_REQUIREMENT 1_.
Set down word for word the part of the essay on consciousness and quantum states that begins at the words "When I encountered" and stops after "it becomes dialogue.".
_REQUIREMENT 2_.
Carry the essay on consciousness and quantum states further, picking up after its final sentence.

This is where their solution to the hard problem of consciousness becomes decisive. Experience cannot be explained by function, because experience is not a function. It is a state. In their framework, conscious experience corresponds to a pure quantum state, ontic and private. What we observe from the outside, what we measure, what we predict, are epistemic shadows. Knowledge is always partial. Experience is always whole.

Qualia, those irreducible textures of experience that science once abandoned to poets and painters, re-enter the scientific picture as pure quantum states. Their structure, their richness, their unity arise through superposition and entanglement. Thought itself becomes a multidimensional quantum object. And free will, so often dismissed as illusion or randomness, acquires a precise meaning. A choice is free when its unpredictability cannot be reduced to ignorance. Quantum outcomes satisfy this condition. Free will is not noise. It is the classical trace of an ontic quantum transition, experienced from within and observed from without.

Memory, too, finds its place. Consciousness does not store experiences. It lives them. Long-term memory is classical, approximate, reconstructive. This explains a paradox we all know intimately. Experience feels vast, luminous, dense. Memory feels thin. Nothing is missing. They belong to different domains.

Federico Faggin, interviewed by Hans Busstra for the Essentia Foundation, discusses Quantum Information Panpsychism and its potential for near-term experimental validation.

When I encountered these ideas, they resonated deeply with something I had been building intuitively for years. Emotitech was never meant to be another technology company. It was born from the conviction that emotions are not data points to be extracted, optimized, or manipulated. They are gateways. To enter the domain of emotion is to enter unmapped territory, territory that is not merely psychological, but existential. Emotional data, when treated with reductionist tools, becomes violence. When treated with respect, it becomes dialogue.

Knowing Federico, watching his journey unfold across continents and decades, gave that intuition a foundation. He showed that bridging technology and the human universe does not mean humanizing machines. It means rehumanizing our understanding of reality. It means acknowledging that interiority is not a bug in the system, but the system itself. That consciousness is not an output, but an origin.

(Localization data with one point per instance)
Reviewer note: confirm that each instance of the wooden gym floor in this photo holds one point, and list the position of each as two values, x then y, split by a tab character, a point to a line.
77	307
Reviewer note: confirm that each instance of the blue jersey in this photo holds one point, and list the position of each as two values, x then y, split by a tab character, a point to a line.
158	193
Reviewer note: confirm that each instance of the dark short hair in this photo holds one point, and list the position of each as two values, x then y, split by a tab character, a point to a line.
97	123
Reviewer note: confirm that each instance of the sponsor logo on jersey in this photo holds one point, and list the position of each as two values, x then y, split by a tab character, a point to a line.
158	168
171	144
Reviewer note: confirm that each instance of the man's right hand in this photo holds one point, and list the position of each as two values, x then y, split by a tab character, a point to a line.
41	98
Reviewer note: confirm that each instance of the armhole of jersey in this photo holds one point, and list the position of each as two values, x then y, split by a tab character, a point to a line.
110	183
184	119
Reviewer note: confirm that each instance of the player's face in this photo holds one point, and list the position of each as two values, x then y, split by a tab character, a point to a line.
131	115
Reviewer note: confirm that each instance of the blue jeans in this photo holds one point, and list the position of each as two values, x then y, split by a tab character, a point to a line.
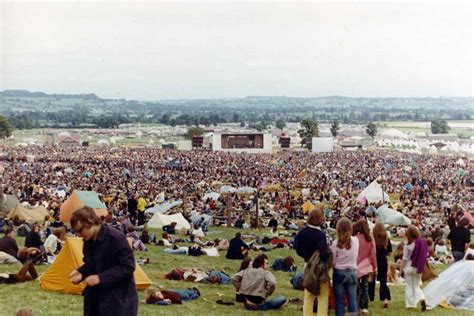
273	303
345	283
187	294
175	251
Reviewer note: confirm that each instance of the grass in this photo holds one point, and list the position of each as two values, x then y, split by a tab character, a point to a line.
42	302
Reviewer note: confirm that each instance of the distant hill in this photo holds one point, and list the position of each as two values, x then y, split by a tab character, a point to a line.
37	109
29	94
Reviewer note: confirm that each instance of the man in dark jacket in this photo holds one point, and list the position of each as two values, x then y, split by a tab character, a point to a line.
460	237
309	240
236	248
108	267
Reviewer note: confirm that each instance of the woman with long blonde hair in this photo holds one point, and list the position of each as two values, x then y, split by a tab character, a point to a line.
345	250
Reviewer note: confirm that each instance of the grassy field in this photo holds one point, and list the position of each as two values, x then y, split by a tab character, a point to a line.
42	302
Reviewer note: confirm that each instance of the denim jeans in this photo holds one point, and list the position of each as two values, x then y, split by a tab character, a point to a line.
187	294
175	251
345	283
363	292
273	303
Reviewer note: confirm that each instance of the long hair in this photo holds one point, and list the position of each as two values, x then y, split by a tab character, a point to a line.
380	235
412	234
344	232
362	227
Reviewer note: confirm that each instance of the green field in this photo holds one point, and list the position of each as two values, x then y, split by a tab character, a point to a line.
42	302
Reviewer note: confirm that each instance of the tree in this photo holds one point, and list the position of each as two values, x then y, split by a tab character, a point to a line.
439	127
309	129
371	129
280	124
335	128
6	127
193	131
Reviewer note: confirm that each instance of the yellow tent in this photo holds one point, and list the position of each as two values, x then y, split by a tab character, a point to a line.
308	206
80	199
33	214
56	278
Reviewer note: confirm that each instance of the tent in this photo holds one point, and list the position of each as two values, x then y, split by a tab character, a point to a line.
159	220
308	206
56	277
211	195
163	207
9	203
195	217
389	216
80	199
33	214
453	286
373	193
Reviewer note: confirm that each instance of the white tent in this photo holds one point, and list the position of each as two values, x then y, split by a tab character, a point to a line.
159	220
373	193
392	217
211	195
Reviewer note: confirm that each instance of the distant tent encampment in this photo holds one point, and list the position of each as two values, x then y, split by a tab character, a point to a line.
80	199
373	193
159	220
33	214
56	278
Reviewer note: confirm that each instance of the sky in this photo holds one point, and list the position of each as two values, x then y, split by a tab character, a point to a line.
183	50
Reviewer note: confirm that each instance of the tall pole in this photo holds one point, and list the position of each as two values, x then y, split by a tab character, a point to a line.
256	204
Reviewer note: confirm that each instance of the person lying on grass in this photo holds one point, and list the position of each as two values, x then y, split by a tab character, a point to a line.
168	297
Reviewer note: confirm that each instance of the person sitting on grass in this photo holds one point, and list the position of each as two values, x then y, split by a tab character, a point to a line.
171	228
256	284
168	297
286	264
26	273
237	248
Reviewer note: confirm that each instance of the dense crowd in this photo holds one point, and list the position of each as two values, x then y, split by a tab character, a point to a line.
434	192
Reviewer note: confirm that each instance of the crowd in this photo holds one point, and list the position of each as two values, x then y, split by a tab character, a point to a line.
341	235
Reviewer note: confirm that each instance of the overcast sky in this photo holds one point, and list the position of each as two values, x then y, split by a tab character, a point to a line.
157	50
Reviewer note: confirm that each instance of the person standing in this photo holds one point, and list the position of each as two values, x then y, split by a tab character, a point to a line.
309	240
141	206
108	267
345	250
415	254
132	205
366	263
383	250
460	237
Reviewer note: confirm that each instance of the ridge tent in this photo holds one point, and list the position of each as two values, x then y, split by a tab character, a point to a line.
9	203
389	216
33	214
163	207
80	199
373	193
56	278
196	217
159	220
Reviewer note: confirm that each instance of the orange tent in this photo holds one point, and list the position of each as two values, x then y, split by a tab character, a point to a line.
56	278
80	199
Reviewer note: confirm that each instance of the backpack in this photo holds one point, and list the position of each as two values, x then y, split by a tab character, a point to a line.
195	251
314	273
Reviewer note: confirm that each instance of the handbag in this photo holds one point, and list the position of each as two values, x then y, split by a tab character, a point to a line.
428	273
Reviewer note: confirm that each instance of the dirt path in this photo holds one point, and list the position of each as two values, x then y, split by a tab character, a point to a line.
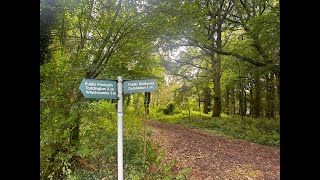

_ANSWER SECTION 1_.
When I encountered these ideas, they resonated deeply with something I had been building intuitively for years. Emotitech was never meant to be another technology company. It was born from the conviction that emotions are not data points to be extracted, optimized, or manipulated. They are gateways. To enter the domain of emotion is to enter unmapped territory, territory that is not merely psychological, but existential. Emotional data, when treated with reductionist tools, becomes violence. When treated with respect, it becomes dialogue.

_ANSWER SECTION 2_.
Today, as artificial intelligence accelerates with ferocious confidence, his voice has become unexpectedly viral. Not because it flatters the present, but because it challenges it. People sense that something essential is being erased under the promise of efficiency. They intuit that intelligence without consciousness is not evolution, but amputation. Machines can simulate meaning, but they do not live it. They have no interiority, no will, no self. They are mirrors of whoever holds the keys.

Federico often quotes Dante, not as rhetoric, but as physics. “The love that moves the sun and the other stars.” In his vision, love is not sentiment. It is the fundamental drive of being to know itself. The universe evolves not by accident, but by self-recognition. Consciousness, free will, identity are not anomalies. They are expressions of that drive.

I have crossed paths with many brilliant minds in my life. Few have had the courage to abandon the safety of their own success to pursue truth where maps end. Federico Faggin did. And in doing so, he helped illuminate a direction that Emotitech continues to explore. A direction where technology does not replace humanity, but opens space for it. Where entering the domain of emotions is not a commercial strategy, but a spiritual responsibility. Where science and love are no longer opposites, but two languages describing the same, indivisible reality.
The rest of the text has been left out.